* Provided material *
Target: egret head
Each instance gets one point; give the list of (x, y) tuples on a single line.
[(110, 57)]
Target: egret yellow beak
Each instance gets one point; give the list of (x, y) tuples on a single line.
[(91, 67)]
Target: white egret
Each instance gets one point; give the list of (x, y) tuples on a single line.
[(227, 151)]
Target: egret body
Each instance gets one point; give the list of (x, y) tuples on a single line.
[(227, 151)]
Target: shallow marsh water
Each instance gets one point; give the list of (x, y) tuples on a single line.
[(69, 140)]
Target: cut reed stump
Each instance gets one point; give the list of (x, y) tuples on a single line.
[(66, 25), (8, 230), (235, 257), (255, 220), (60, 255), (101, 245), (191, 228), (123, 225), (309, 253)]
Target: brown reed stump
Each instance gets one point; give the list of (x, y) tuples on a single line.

* Problem to solve *
Copy the stretch of lines above, from the one containing "Target: egret body" through the one containing "[(69, 140)]", reproducing every character without change.

* The response *
Target: egret body
Each instance gets one point; give the list of (x, y) tuples on a single line.
[(227, 151)]
Target: shallow marsh water
Each instance gets one point; give the list of (x, y) tuples on a single line.
[(69, 140)]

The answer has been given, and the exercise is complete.